Request: Please recast everything from the line containing "Verify: does the image above include any kitchen" down to the line containing "[264,167,480,234]" as a two-column CSV with the headers "prompt" and "reply", one row per entry, each field in quotation marks and any line breaks turned into spaces. Leave the pictures out.

--- start Excerpted data ---

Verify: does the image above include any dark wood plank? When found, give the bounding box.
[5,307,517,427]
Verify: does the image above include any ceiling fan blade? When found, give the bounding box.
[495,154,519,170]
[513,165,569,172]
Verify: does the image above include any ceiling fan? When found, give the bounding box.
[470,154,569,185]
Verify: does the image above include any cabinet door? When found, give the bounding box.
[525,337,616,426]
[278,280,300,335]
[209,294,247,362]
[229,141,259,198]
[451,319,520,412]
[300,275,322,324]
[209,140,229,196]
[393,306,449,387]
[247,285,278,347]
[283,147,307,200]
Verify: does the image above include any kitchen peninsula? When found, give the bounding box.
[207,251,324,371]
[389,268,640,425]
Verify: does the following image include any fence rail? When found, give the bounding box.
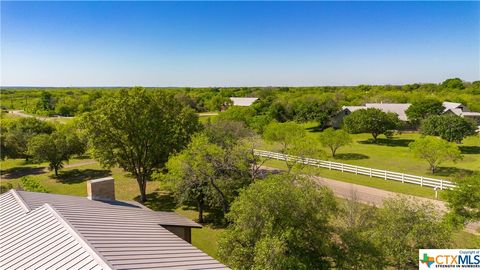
[255,149,455,189]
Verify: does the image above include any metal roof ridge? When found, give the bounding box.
[10,189,32,213]
[43,203,115,270]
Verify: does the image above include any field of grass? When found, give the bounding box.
[0,157,480,258]
[265,160,443,199]
[262,124,480,180]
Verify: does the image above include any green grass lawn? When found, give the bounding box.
[262,124,480,180]
[265,160,443,199]
[0,157,480,258]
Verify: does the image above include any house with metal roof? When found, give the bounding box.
[443,102,480,130]
[332,103,411,128]
[230,97,258,107]
[0,178,228,269]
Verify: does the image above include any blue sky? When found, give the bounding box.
[1,1,480,86]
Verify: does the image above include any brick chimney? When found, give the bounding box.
[87,177,115,201]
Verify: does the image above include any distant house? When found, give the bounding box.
[332,103,411,128]
[0,178,227,269]
[443,102,480,126]
[332,101,480,128]
[230,97,258,107]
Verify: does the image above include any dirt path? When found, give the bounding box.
[8,110,73,121]
[63,160,98,168]
[264,167,480,234]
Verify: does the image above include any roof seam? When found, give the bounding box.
[44,203,115,270]
[10,189,32,213]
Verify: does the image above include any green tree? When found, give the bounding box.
[420,115,477,143]
[167,134,251,221]
[447,173,480,223]
[83,88,200,202]
[376,197,451,269]
[263,122,323,173]
[20,176,48,193]
[293,96,340,127]
[28,132,75,176]
[204,118,253,149]
[219,174,336,269]
[319,128,352,157]
[1,117,55,160]
[37,91,54,111]
[442,78,465,89]
[405,99,444,125]
[409,136,462,173]
[166,135,222,223]
[343,108,399,141]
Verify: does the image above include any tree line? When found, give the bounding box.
[1,88,480,269]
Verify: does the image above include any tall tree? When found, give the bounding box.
[1,117,55,160]
[263,122,323,173]
[442,78,465,89]
[84,88,200,202]
[319,128,352,157]
[409,136,462,173]
[376,197,451,269]
[447,173,480,223]
[166,135,222,223]
[343,108,399,141]
[28,132,77,176]
[420,115,477,143]
[405,99,445,125]
[293,96,340,127]
[219,174,336,269]
[167,134,251,221]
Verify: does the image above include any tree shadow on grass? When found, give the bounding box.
[55,169,111,184]
[307,126,324,133]
[433,167,473,177]
[358,138,414,147]
[135,190,225,228]
[1,167,46,179]
[140,191,177,212]
[335,153,370,160]
[458,145,480,155]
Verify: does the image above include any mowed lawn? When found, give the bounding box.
[262,124,480,180]
[0,159,223,257]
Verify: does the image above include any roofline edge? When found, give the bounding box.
[44,203,115,270]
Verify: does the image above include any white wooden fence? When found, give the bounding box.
[255,149,455,189]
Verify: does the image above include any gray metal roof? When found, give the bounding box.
[0,192,110,269]
[230,97,258,106]
[17,191,202,228]
[365,103,412,121]
[1,191,226,269]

--- end Excerpted data ---

Result below:
prompt,reply
"Verify: does the image above include any kitchen peninsula? When found, give the bounding box.","[207,251,324,371] [389,268,640,425]"
"Verify: does the following image include any fence rail? When found, give the bounding box.","[255,149,455,189]"
"Verify: does the image above include any metal roof ridge? When found, give the bounding box.","[10,189,32,213] [43,203,115,270]"
"Verify: does the image above include any field of grass? When found, give the bounding box.","[0,157,480,258] [265,160,443,199] [262,124,480,180]"
"Verify: does the image above include any green grass lawn? When found, give the bounding box.","[262,124,480,180] [265,160,443,199] [0,157,480,258]"
"Verify: does the image above include any house with metal roof? When found, give the bounding box.","[443,102,480,130] [332,103,411,128] [230,97,258,107] [0,178,228,269]"
"Verify: does the image above include any blue sky? When found, give the bounding box.","[1,1,480,86]"
"Verify: does the image above include any brick chimney? When found, give the bounding box.","[87,177,115,201]"
"Verify: does the image above include any distant house? When found, give the bounding box.","[332,103,411,128] [0,178,227,269] [443,102,480,126] [332,101,480,128] [230,97,258,107]"
"Verify: does the image above include any dirt path? When found, give the bounding box.","[8,110,73,121] [63,160,98,168] [264,167,480,234]"